= EXERCISE =
Please return the entries, omitting and altering nothing.

= GIVEN RECORDS =
····················
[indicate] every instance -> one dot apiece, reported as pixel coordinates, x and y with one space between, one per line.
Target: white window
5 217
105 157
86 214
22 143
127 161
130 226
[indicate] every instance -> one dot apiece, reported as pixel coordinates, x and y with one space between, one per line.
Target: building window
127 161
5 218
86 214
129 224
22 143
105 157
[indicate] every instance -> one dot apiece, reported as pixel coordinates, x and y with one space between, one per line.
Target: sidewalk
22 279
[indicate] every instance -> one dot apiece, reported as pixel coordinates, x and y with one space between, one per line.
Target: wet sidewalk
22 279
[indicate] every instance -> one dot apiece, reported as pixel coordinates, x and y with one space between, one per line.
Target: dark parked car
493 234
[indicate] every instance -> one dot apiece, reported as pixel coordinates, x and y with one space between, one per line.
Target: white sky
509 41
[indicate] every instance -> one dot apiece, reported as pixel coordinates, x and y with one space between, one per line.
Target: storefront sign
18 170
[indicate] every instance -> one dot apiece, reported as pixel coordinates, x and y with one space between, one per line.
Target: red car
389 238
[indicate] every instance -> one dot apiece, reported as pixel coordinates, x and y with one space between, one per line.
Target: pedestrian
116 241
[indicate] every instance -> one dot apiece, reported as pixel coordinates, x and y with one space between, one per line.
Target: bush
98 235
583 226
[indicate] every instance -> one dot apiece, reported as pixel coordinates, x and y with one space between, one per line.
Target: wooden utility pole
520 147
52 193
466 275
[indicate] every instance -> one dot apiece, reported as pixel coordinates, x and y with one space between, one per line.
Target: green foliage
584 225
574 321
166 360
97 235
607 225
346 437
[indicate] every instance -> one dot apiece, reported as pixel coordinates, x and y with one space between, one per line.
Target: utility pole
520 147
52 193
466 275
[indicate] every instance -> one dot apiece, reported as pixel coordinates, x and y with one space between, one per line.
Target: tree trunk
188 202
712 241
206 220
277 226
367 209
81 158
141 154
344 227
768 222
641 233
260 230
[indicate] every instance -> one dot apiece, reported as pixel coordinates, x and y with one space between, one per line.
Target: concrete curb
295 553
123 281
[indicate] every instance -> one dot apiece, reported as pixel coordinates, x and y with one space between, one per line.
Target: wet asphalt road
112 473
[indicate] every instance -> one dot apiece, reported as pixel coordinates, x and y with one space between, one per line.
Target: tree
····················
= ANSWER SECTION =
[indicate] every instance -> one dot apiece, reported as pixel coordinates, x and y with one space between, one per line.
Target: white window
5 217
105 157
86 214
22 143
127 161
130 226
[indicate] every instance -> one dot apiece, reported as pixel coordinates, x and y with one space between, one per line.
Target: building window
127 161
5 218
86 214
129 224
22 143
105 157
[indicate] every instance -> one dot apiece, reported as pixel coordinates, x and y with one space between, one per line.
Target: sidewalk
22 279
[indicate] every instance -> one dot apiece, reported as pixel coordinates, x and y with one space between, one per line.
Target: wet sidewalk
22 279
[indicate] every instance -> one dot apiece, reported as pixel coordinates, x and y with one space between, one per line.
Target: dark parked car
493 234
[indicate] every instance -> one dot apiece, reported as pixel coordinates, x and y with one space between, one per line.
Target: white sky
509 41
[indicate] every instance -> one dot apiece, reported as pixel coordinates, x and y with one space between, one per line.
Target: storefront sign
18 170
[indicate] every instance -> one dot apiece, reported as pixel coordinates, x and y with one space between, one per line.
Target: red car
389 238
[indicate] every instance -> one dot apiece, reported as pixel coordinates, x and y with one space between, one per line.
Target: pedestrian
116 241
[indicate] every instance -> one dot apiece, reported as pixel coordinates, x and y with one space between, one per line.
Target: bush
98 235
583 226
[indicate] every instance -> one dot apiece, reported as pixel coordinates, x and y with one space between, one per line.
Target: wooden utility pole
520 147
52 193
466 275
[indicate] every instance -> one dot apiece, reported as pixel coordinates, x and y with one space between, one per line.
Target: green foliage
584 225
574 321
166 360
97 235
607 225
346 437
[indicate] every instance -> one dot apiece, reported as pixel coordinates, x and y with one space between, one per line.
Target: utility pole
520 147
52 193
466 275
[indicate] every instance -> one dot apiece, reported as pixel coordinates, x and y with one space between, one per line.
Target: tree trunk
188 202
712 241
206 220
277 226
367 209
81 158
141 154
344 227
768 222
641 233
260 230
[indicate] every instance -> one dot apiece, reported as pixel coordinates, x and y with one space between, one per line.
Target: concrete curb
295 553
123 281
[indicate] every instance -> one dot apiece, reported as pixel coordinates, x and y with one space between, one per line.
Target: wet asphalt road
112 473
[indicate] every instance -> one dot apiece, reported as pixel coordinates, x and y with one space between, one per line.
Target: tree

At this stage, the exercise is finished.